■ **Provided passage**

▼

There is also some investigation into other Phyllomedusa species for biosynthesis of anti-microbial natural products. Their venomous secretions are made up of complex peptide combinations unique to each species and environmental threats, and can yield a high diversity and potentially wide range of new therapeutics that can be applied to other organisms or even human health.

▲

■ **Exercise set**
**A.** According to the passage on Phyllomedusa secretions, what are the venomous secretions made up of?
**B.** Repeat the passage on Phyllomedusa secretions word for word from "There is also" to "even human health.".
The listing comes from a different source than the passage.

■ **Supplied information**
▼

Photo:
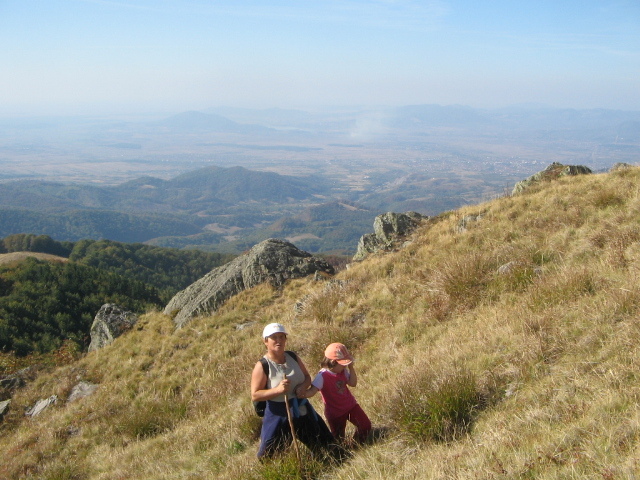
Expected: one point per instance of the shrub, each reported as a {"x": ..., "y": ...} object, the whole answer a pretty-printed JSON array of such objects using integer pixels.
[{"x": 438, "y": 408}]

▲

■ **Replies**
**A.** They are made up of complex peptide combinations unique to each species and environmental threats.

**B.**
There is also some investigation into other Phyllomedusa species for biosynthesis of anti-microbial natural products. Their venomous secretions are made up of complex peptide combinations unique to each species and environmental threats, and can yield a high diversity and potentially wide range of new therapeutics that can be applied to other organisms or even human health.